In this day and age, many families struggle with the search for affordable, adequate childcare.

One of the leading critiques introduces the sacrifice of quality for quantity. With a subsidized daycare program coming into effect in Quebec, the demand for child care has skyrocketed. Parents across the province have crawled out of the woodwork in search of $7 a day childcare. The problem arises in the quantity of available resources — there are only a limited number of professional daycare centers that the province can subsidize.

This results in over-capacitated daycares overflowing with disproportionate child-to-carer ratios, and capitulation to homecare centers, which have been heavily criticized for paying insufficient attention to children. In recent years, multiple child deaths have been reported due to inattention in home daycares — not a reassuring fact for parents.

Not only does the high demand for subsidized childcare force parents to turn to home care, it also pushes professional centers beyond their maximum capacity. With childcare institutions stretched to the maximum, successful development and educational benefits to the child can be lost.

In 2011, the National Longitudinal Survey of Children and Youth (NLSCY), a research survey studying a range of youth across Canada, concluded that children in subsidized daycares below school age perform inadequately compared to their counterparts in other provinces with unregulated daycares — an astonishing result under a policy that strives to increase children’s educational development. According to the NLSCY, Quebec’s subsidized child care may do more harm than good.

Another problem stemming from excess demand for Quebec’s child care services is unbearably long waiting lists. Parents are sometimes forced to wait beyond a year for daycare openings, or take spots that are inconveniently distant from their homes and work. Though the province’s upcoming policy changes attempt to fix these issues, many Quebecois remain skeptical.

One of the most outspoken critics of Quebec’s child care programs is none other than Prime Minister Stephen Harper. The Conservative PM has firmly established his stance on universal health care: in his view, it is simply not beneficial to Canadians. After scraping the budget to expand subsidized child care across all provinces, Harper plans to provide child care subsidies in other formats.

“We took money from bureaucrats and lobbyists and gave it to the real experts on child care, and their names are mom and dad!” Harper said in a keynote address on June 10, 2011, regarding his Universal Child Care Benefit policy, which aims to provide families with $100 a month for every child under six. However, Harper — firmly entrenched in his own conservative economic policies — refuses to entertain the idea of truly universal child care.

Amid persistent complaints on the subject of universal, subsidized childcare, Quebec has produced outstanding and underpublicized results. The benefits of subsidized daycare in Quebec are substantial, and ultimately outweigh the risks.

## Dataset section
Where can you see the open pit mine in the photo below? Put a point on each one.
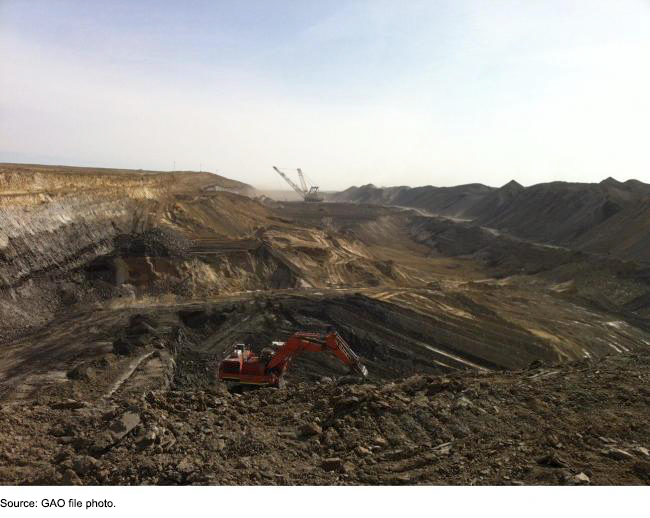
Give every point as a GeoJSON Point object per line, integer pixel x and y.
{"type": "Point", "coordinates": [390, 342]}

## Stated problem
Repeat, word for word, the part of the Quebec childcare text that opens with the words containing "This results in" and closes with "fact for parents.".

## Written answer
This results in over-capacitated daycares overflowing with disproportionate child-to-carer ratios, and capitulation to homecare centers, which have been heavily criticized for paying insufficient attention to children. In recent years, multiple child deaths have been reported due to inattention in home daycares — not a reassuring fact for parents.